> Given request: Copy out the rows from the line containing "Would you mind identifying the concrete" through the line containing "843;587;857;658", unchanged and with both of those lines included.

> The input:
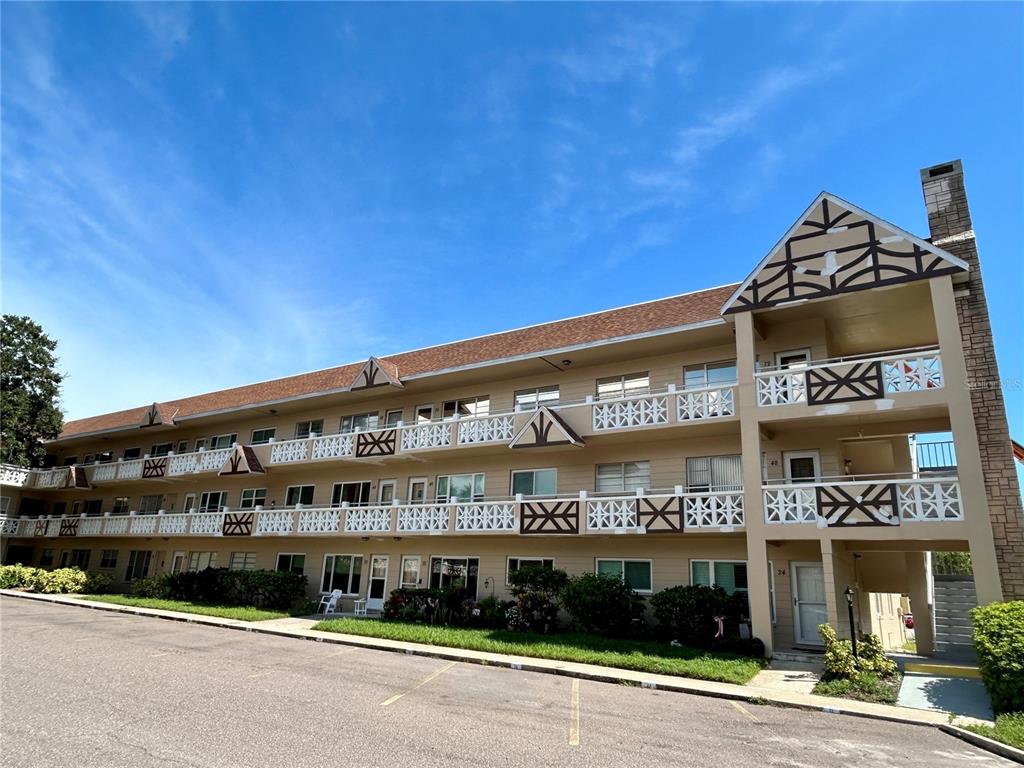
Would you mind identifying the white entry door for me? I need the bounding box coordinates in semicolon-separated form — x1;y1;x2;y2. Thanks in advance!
367;555;387;610
793;562;828;645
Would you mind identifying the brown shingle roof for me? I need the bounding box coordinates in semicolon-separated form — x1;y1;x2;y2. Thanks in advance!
60;284;738;438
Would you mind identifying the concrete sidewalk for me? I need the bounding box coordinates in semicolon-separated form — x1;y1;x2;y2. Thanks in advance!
0;590;985;726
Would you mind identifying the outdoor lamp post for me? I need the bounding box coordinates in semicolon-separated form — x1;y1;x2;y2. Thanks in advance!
843;587;857;658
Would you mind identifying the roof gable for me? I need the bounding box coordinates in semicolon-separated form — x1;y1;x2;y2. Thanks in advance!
722;191;968;314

> Final result:
Would you mind identifying the concrete sidewalk for me? I need the bounding box coordinates in semicolon-separated form — x1;y1;x2;y2. Thanks in advance!
0;590;985;726
Would you mind identifying the outdoor lamp post for me? I need the bounding box coordinates in semicolon-separated form — x1;y1;x2;y2. Thanks in advance!
843;587;857;658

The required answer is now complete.